What you will do
Rewrite the SHUKR gene article starting at "Scientists have long" and ending at "challenge that assumption.", changing every "sporophyte" to "spore generation".

Scientists at the CSIR-Centre for Cellular and Molecular Biology (CCMB) in Hyderabad have uncovered a key genetic innovation that could solve Charles Darwin’s so-called “abominable mystery”: the rapid and diverse emergence of flowering plants roughly 130 million years ago.
The study, published recently in Nature Plants, reveals that a newly identified gene, named SHUKR, meaning “sperm” in several Indian languages, plays a crucial role in how flowering plants develop pollen and adapt to varied environments.
The research offers rare molecular insight into the sudden evolutionary success of flowering plants, which now dominate most terrestrial ecosystems and form the basis of the global food supply.
Darwin was perplexed by the fossil record suggesting a rapid diversification of flowering plants, or angiosperms, in the Early Cretaceous period. This sudden appearance stood in stark contrast to the slow and gradual change he observed elsewhere in nature, prompting him to call it an “abominable mystery.”
Scientists have long known that plant life cycles involve alternating generations: the gametophyte (which produces sperm or egg) and the sporophyte (which produces spores).
Early land plants like mosses spend most of their lives in the gametophyte phase, with water-dependent fertilization. But flowering plants reversed this emphasis, spending the majority of their lives in the sporophyte phase and evolving efficient methods for reproduction through enclosed pollen and seeds.
Until now, it was believed that flowering plant gametophytes developed independently of the sporophyte phase. But the CCMB team’s findings challenge that assumption.
The SHUKR Discovery
Led by eminent plant geneticist Dr. Imran Siddiqi, the CCMB team focused their research on Arabidopsis thaliana, a widely used model organism in plant biology.
They identified the SHUKR gene, which is expressed in sporophyte cells and directly influences the development of viable pollen, a key function of the male gametophyte.
The gene was also shown to regulate F-box genes, which are responsible for protein turnover during pollen formation. These proteins ensure the correct timing and composition of molecular signals needed to generate viable pollen.
What’s more, SHUKR and its downstream F-box genes are rapidly evolving. This adaptability, the researchers suggest, may have enabled flowering plants, especially the eudicots, which comprise about 75% of all angiosperms, to quickly colonize diverse ecological niches with varying environmental conditions such as temperature, humidity, and aridity.
SHUKR’s emergence roughly 125 million years ago coincides with the burst of angiosperm diversity that baffled Darwin.
According to the CCMB researchers, this gene may have allowed early flowering plants to fine-tune their reproductive mechanisms based on environmental cues, giving them an edge in survival and reproduction.
This genetic innovation may explain how flowering plants rapidly overtook other plant lineages to dominate Earth’s landscapes, and eventually support the rise of complex terrestrial ecosystems-including human agriculture.
The discovery could have wide-ranging applications in agriculture and food security, especially as the planet warms.
Rising temperatures have already been linked to male sterility in many crops due to heat-induced pollen failure. Understanding genes like SHUKR could help scientists develop new varieties of plants that remain fertile under climate stress, ensuring consistent yields.
The discovery also paves the way for precision breeding, where plants can be selected or modified for specific environmental fitness using their own biological mechanisms, rather than relying solely on external inputs or genetic modification.

Data shown
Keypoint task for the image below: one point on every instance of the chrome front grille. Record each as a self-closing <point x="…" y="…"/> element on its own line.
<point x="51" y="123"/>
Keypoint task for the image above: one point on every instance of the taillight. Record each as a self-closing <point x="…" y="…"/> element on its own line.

Exercise result
Scientists have long known that plant life cycles involve alternating generations: the gametophyte (which produces sperm or egg) and the spore generation (which produces spores).
Early land plants like mosses spend most of their lives in the gametophyte phase, with water-dependent fertilization. But flowering plants reversed this emphasis, spending the majority of their lives in the spore generation phase and evolving efficient methods for reproduction through enclosed pollen and seeds.
Until now, it was believed that flowering plant gametophytes developed independently of the spore generation phase. But the CCMB team’s findings challenge that assumption.